Records to use below:

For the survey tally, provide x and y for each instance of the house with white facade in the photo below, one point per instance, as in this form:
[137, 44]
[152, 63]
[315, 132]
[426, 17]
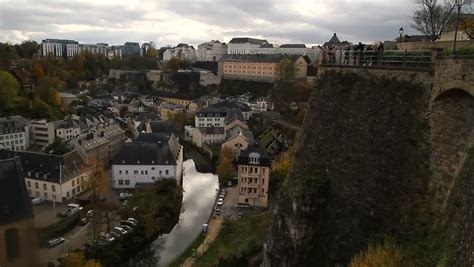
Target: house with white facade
[42, 132]
[52, 177]
[243, 45]
[14, 133]
[181, 51]
[149, 158]
[211, 51]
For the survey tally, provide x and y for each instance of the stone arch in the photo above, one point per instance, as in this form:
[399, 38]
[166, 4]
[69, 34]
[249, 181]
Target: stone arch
[452, 135]
[466, 86]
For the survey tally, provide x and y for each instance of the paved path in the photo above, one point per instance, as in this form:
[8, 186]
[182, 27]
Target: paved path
[215, 226]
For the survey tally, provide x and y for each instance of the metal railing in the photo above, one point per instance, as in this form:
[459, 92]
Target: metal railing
[390, 58]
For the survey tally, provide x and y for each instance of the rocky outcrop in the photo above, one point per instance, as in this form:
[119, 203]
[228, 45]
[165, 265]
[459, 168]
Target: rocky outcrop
[362, 170]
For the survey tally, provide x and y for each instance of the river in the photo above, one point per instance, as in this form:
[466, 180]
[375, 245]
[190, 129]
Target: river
[200, 191]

End of Records to use.

Assignment :: Begin with the line containing "of the river" and retype it and each line after it through the end of the records, keeping them exact and including nothing more.

Result of the task ::
For the survey tally, provide x and y for each instance of the river in the photo above, one point per instance, as in this form:
[466, 180]
[375, 245]
[190, 129]
Target: river
[200, 191]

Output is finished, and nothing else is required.